§ WHAT TO PRODUCE: Copy every line of the data in which the word "backpack" occurs.

##### EXERCISE MATERIAL #####

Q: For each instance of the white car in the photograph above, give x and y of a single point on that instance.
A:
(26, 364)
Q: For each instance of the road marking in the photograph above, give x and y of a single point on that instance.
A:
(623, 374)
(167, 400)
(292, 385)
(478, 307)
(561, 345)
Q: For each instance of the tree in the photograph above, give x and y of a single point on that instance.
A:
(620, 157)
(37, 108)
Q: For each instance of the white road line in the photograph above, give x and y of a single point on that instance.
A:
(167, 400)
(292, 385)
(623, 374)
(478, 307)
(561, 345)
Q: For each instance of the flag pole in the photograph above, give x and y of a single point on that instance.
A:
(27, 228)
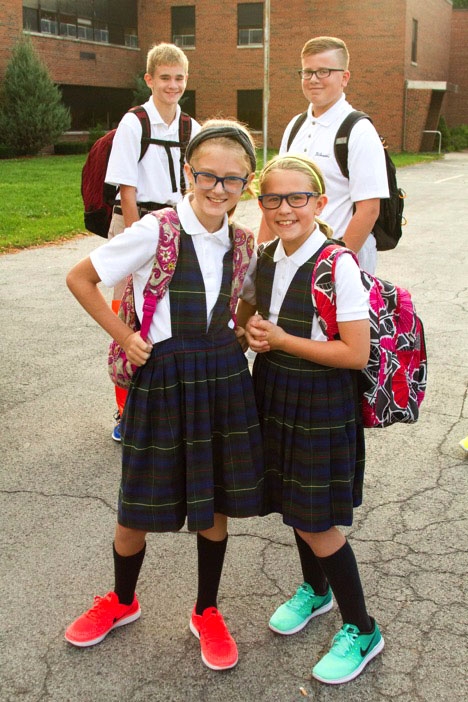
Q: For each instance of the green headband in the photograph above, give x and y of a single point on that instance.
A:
(303, 162)
(216, 132)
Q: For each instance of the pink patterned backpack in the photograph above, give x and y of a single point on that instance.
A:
(393, 384)
(120, 369)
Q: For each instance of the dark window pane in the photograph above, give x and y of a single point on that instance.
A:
(250, 15)
(250, 108)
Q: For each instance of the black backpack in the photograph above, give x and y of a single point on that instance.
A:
(99, 196)
(387, 228)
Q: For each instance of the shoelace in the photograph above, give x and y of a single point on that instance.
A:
(300, 598)
(96, 611)
(345, 639)
(214, 628)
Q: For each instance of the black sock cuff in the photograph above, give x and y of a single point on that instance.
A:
(135, 558)
(204, 543)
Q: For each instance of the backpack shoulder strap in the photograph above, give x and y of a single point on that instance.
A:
(165, 260)
(295, 128)
(143, 116)
(244, 243)
(185, 132)
(323, 287)
(185, 129)
(342, 138)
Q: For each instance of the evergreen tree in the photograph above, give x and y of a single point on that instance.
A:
(32, 115)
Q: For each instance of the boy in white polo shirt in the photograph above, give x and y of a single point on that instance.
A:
(324, 76)
(155, 181)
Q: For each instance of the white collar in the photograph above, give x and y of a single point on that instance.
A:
(193, 226)
(155, 117)
(310, 246)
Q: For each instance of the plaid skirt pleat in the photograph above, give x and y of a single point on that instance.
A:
(191, 439)
(313, 446)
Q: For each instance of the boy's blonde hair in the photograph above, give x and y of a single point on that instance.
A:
(300, 164)
(318, 45)
(165, 55)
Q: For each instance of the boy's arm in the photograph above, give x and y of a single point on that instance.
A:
(361, 223)
(128, 203)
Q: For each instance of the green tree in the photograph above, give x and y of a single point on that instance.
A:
(32, 114)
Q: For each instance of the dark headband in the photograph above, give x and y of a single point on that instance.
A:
(229, 132)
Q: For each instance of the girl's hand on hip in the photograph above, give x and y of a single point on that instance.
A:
(137, 350)
(256, 335)
(268, 334)
(241, 338)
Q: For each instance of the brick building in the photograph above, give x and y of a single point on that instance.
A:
(405, 57)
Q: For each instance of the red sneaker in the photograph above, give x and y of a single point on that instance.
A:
(218, 648)
(106, 614)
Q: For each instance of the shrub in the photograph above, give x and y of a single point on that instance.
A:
(95, 133)
(32, 115)
(70, 147)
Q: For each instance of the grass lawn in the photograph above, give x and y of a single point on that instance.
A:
(40, 198)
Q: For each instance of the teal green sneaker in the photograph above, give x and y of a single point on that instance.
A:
(351, 651)
(293, 615)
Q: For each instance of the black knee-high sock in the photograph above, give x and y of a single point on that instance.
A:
(210, 566)
(311, 569)
(126, 571)
(343, 575)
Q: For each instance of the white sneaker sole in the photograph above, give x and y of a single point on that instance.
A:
(375, 652)
(92, 642)
(326, 608)
(195, 632)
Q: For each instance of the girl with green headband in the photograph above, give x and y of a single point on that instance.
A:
(191, 440)
(313, 437)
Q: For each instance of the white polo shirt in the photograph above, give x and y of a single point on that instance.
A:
(366, 161)
(132, 252)
(150, 176)
(352, 302)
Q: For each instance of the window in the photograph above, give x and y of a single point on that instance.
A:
(85, 29)
(250, 24)
(183, 26)
(67, 26)
(250, 108)
(48, 23)
(101, 32)
(414, 42)
(103, 21)
(131, 37)
(187, 103)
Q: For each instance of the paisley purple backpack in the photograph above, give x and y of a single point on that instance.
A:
(393, 384)
(120, 369)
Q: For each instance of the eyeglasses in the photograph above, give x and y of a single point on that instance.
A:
(207, 181)
(272, 201)
(320, 73)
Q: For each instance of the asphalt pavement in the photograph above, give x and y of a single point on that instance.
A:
(60, 474)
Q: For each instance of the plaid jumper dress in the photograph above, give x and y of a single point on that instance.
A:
(313, 444)
(191, 439)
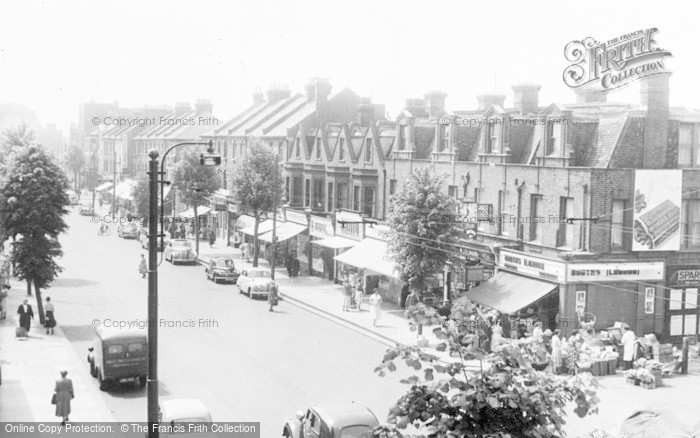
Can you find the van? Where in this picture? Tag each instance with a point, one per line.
(119, 356)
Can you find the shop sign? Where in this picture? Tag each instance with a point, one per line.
(682, 277)
(321, 227)
(649, 294)
(537, 267)
(296, 217)
(623, 271)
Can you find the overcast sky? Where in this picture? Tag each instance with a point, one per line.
(55, 55)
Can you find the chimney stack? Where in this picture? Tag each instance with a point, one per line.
(435, 102)
(526, 98)
(654, 96)
(486, 101)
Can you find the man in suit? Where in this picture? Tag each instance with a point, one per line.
(25, 315)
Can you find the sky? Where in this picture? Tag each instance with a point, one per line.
(55, 55)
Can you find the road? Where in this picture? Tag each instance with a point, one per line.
(243, 362)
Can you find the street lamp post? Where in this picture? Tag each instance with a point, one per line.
(154, 173)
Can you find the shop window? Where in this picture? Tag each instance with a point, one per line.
(691, 224)
(617, 227)
(331, 200)
(565, 233)
(368, 202)
(535, 212)
(342, 196)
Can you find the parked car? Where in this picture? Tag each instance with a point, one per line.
(143, 238)
(118, 356)
(334, 421)
(86, 209)
(255, 282)
(128, 230)
(179, 251)
(221, 269)
(178, 414)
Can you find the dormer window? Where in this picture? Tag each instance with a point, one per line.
(552, 140)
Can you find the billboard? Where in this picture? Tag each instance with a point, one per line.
(657, 210)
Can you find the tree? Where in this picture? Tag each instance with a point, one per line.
(195, 184)
(506, 397)
(75, 161)
(33, 202)
(253, 185)
(421, 218)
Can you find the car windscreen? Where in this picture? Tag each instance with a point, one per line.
(356, 431)
(259, 274)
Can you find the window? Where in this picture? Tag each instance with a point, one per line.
(452, 191)
(691, 224)
(565, 233)
(617, 226)
(356, 198)
(392, 186)
(331, 199)
(368, 202)
(535, 211)
(685, 146)
(368, 150)
(342, 196)
(318, 194)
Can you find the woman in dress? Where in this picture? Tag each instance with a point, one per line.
(376, 302)
(64, 394)
(50, 322)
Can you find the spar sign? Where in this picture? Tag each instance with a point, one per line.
(614, 63)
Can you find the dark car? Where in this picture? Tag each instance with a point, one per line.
(221, 269)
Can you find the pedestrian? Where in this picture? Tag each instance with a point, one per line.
(212, 237)
(347, 295)
(143, 267)
(272, 297)
(358, 295)
(63, 394)
(50, 321)
(376, 302)
(556, 356)
(25, 315)
(628, 340)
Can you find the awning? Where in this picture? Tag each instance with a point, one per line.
(285, 230)
(508, 293)
(336, 242)
(369, 254)
(263, 227)
(103, 186)
(201, 211)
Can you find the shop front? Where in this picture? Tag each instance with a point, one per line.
(683, 313)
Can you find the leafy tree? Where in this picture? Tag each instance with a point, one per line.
(195, 184)
(504, 397)
(33, 201)
(253, 184)
(423, 233)
(75, 161)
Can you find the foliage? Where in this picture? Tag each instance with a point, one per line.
(501, 396)
(421, 217)
(253, 183)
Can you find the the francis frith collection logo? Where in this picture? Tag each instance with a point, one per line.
(614, 63)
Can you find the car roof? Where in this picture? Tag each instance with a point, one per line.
(345, 414)
(107, 334)
(183, 408)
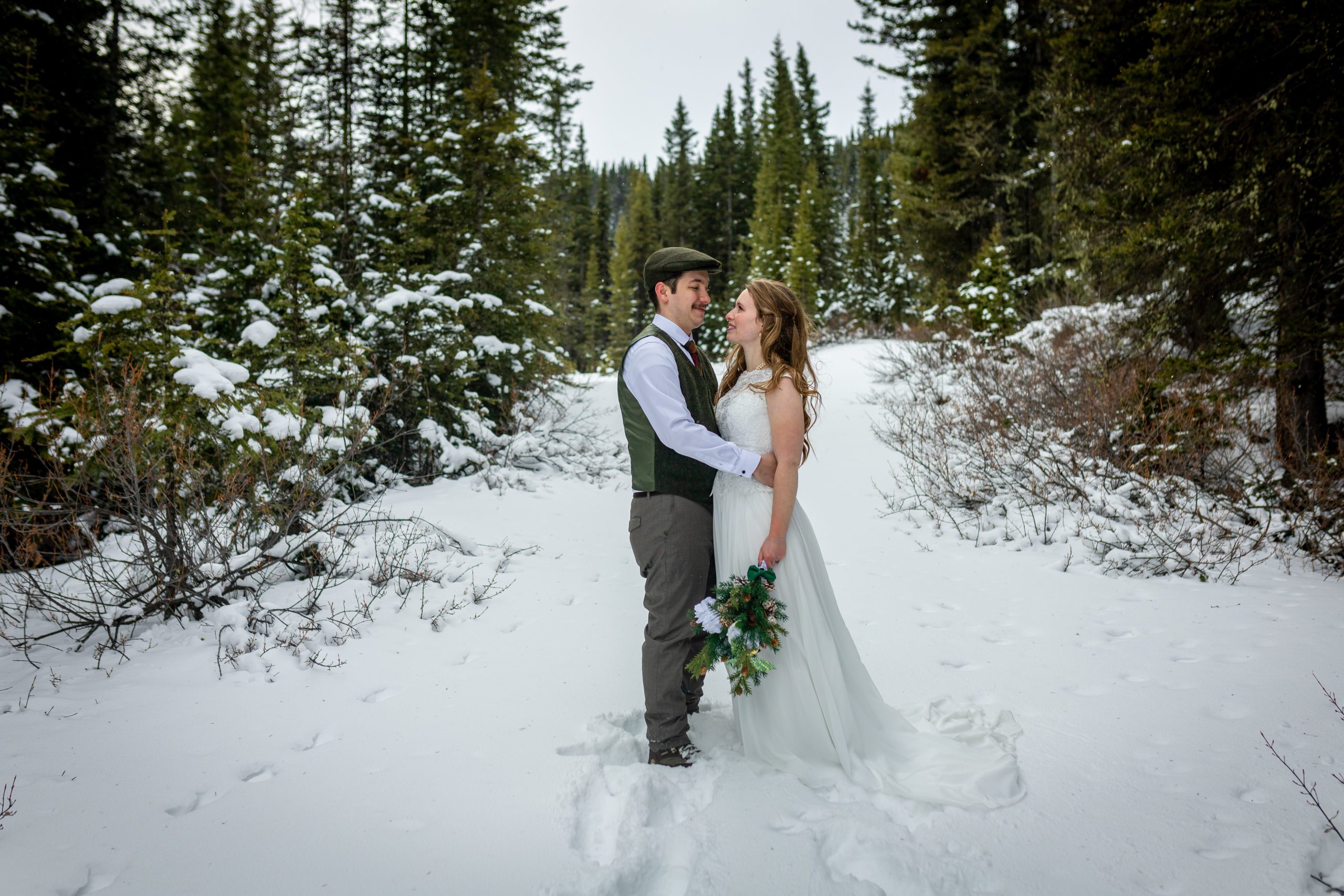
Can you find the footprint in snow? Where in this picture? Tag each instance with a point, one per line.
(1229, 847)
(1227, 711)
(318, 741)
(1168, 769)
(96, 879)
(642, 823)
(202, 798)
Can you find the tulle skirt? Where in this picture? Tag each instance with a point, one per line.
(819, 715)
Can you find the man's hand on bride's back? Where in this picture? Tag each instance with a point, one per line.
(765, 469)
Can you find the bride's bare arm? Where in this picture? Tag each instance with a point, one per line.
(785, 409)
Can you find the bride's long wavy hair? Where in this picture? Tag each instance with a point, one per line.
(784, 344)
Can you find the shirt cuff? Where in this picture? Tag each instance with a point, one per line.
(748, 462)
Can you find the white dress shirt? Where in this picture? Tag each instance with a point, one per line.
(652, 378)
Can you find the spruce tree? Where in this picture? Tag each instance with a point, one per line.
(780, 176)
(804, 272)
(719, 224)
(1203, 179)
(972, 143)
(745, 172)
(824, 220)
(676, 210)
(636, 239)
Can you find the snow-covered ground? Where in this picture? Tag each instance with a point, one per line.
(505, 754)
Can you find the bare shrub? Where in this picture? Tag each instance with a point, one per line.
(1328, 863)
(163, 522)
(7, 809)
(1073, 431)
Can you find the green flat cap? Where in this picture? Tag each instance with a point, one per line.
(676, 260)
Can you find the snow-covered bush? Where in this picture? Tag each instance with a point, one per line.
(174, 481)
(1070, 431)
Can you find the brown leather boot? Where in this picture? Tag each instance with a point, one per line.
(674, 757)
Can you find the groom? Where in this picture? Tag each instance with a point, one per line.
(667, 402)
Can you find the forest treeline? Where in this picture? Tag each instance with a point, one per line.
(398, 194)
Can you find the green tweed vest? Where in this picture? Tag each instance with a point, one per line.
(654, 465)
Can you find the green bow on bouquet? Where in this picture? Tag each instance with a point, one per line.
(759, 573)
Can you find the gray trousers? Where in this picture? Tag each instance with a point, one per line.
(673, 539)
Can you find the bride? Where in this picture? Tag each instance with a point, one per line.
(819, 715)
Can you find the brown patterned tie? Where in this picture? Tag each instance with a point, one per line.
(695, 352)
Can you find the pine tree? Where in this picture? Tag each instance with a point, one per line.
(872, 262)
(38, 230)
(597, 284)
(780, 176)
(804, 272)
(678, 181)
(719, 225)
(824, 222)
(972, 139)
(1203, 179)
(636, 239)
(745, 174)
(296, 342)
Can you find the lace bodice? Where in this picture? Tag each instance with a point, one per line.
(745, 422)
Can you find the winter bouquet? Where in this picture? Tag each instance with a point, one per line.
(740, 621)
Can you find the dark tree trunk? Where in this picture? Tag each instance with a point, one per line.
(1300, 424)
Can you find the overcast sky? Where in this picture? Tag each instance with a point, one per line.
(643, 54)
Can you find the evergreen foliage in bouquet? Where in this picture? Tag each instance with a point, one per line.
(740, 621)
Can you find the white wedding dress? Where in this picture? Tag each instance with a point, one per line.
(819, 715)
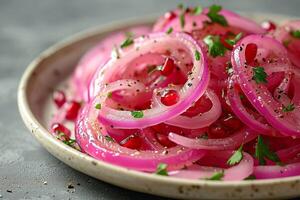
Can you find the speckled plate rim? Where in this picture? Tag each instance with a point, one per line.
(185, 188)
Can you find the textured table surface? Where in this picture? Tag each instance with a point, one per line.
(27, 171)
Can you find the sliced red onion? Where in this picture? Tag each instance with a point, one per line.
(242, 113)
(192, 90)
(276, 171)
(235, 173)
(203, 119)
(283, 34)
(193, 22)
(91, 136)
(258, 94)
(97, 57)
(232, 142)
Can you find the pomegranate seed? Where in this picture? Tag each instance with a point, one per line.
(232, 123)
(72, 110)
(201, 106)
(58, 128)
(250, 52)
(164, 140)
(168, 67)
(170, 16)
(225, 44)
(268, 26)
(132, 142)
(216, 131)
(170, 98)
(59, 98)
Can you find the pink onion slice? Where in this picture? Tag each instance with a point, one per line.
(91, 136)
(232, 142)
(97, 57)
(283, 34)
(239, 109)
(258, 94)
(234, 20)
(276, 171)
(203, 119)
(192, 90)
(235, 173)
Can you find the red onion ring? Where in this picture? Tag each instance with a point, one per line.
(190, 92)
(257, 94)
(232, 142)
(235, 173)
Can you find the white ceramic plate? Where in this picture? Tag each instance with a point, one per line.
(55, 65)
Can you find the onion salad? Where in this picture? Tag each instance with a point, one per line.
(202, 94)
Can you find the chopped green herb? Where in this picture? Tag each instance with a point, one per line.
(109, 95)
(69, 142)
(180, 6)
(127, 42)
(288, 108)
(259, 75)
(129, 34)
(115, 53)
(296, 33)
(109, 139)
(61, 135)
(197, 10)
(215, 47)
(170, 30)
(215, 17)
(182, 20)
(162, 169)
(204, 136)
(235, 39)
(262, 151)
(137, 114)
(242, 96)
(286, 43)
(197, 55)
(251, 177)
(217, 176)
(236, 157)
(98, 106)
(151, 69)
(229, 68)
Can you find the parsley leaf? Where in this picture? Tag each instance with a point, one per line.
(170, 30)
(235, 39)
(259, 75)
(109, 95)
(214, 15)
(217, 176)
(251, 177)
(262, 151)
(197, 10)
(229, 68)
(286, 43)
(296, 34)
(288, 108)
(137, 114)
(162, 169)
(127, 42)
(109, 139)
(182, 20)
(180, 6)
(197, 55)
(215, 47)
(236, 157)
(98, 106)
(69, 142)
(129, 34)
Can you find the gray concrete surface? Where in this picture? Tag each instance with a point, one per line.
(27, 27)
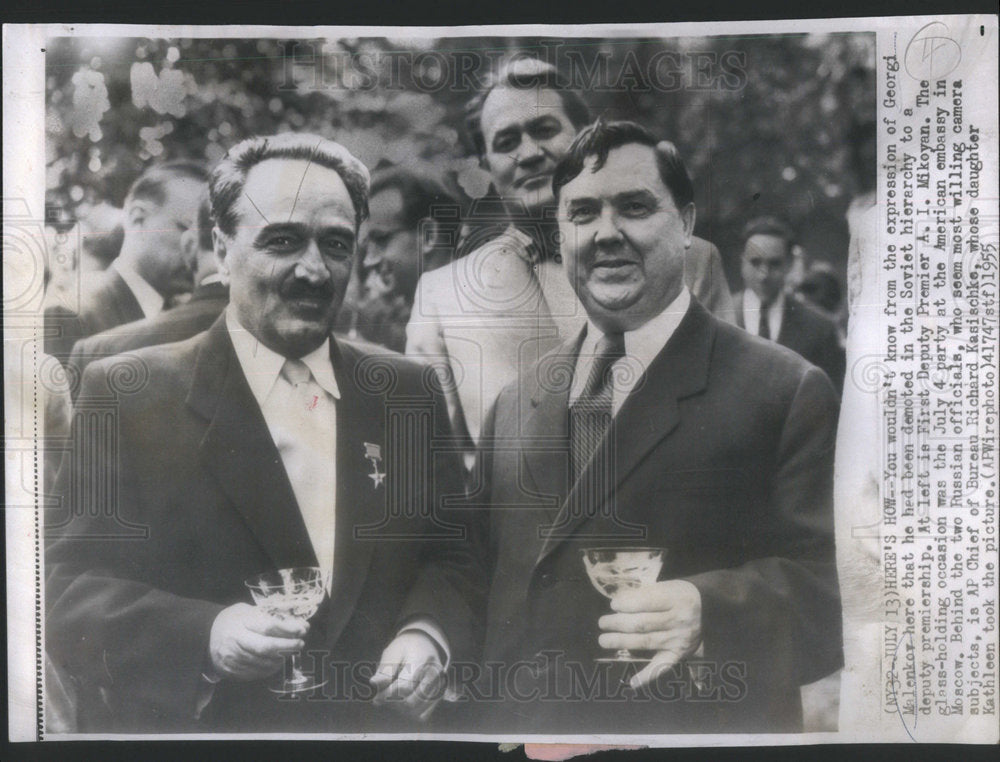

#####

§ ANSWER TO THIS PROBLEM:
Q: For each instance of the pink patterned backpack in the photograph above, give x and y of a single point on that instance.
Q: For each instance of the black backpack in the photograph above, give x and y of a single point on that instance.
Q: For each instance of the backpack shoulder strap in the photograph above, give x and y of a single point on that instance.
Q: For each instance of the paisley purple backpack in the photograph above, give x and y of a single point on that instance.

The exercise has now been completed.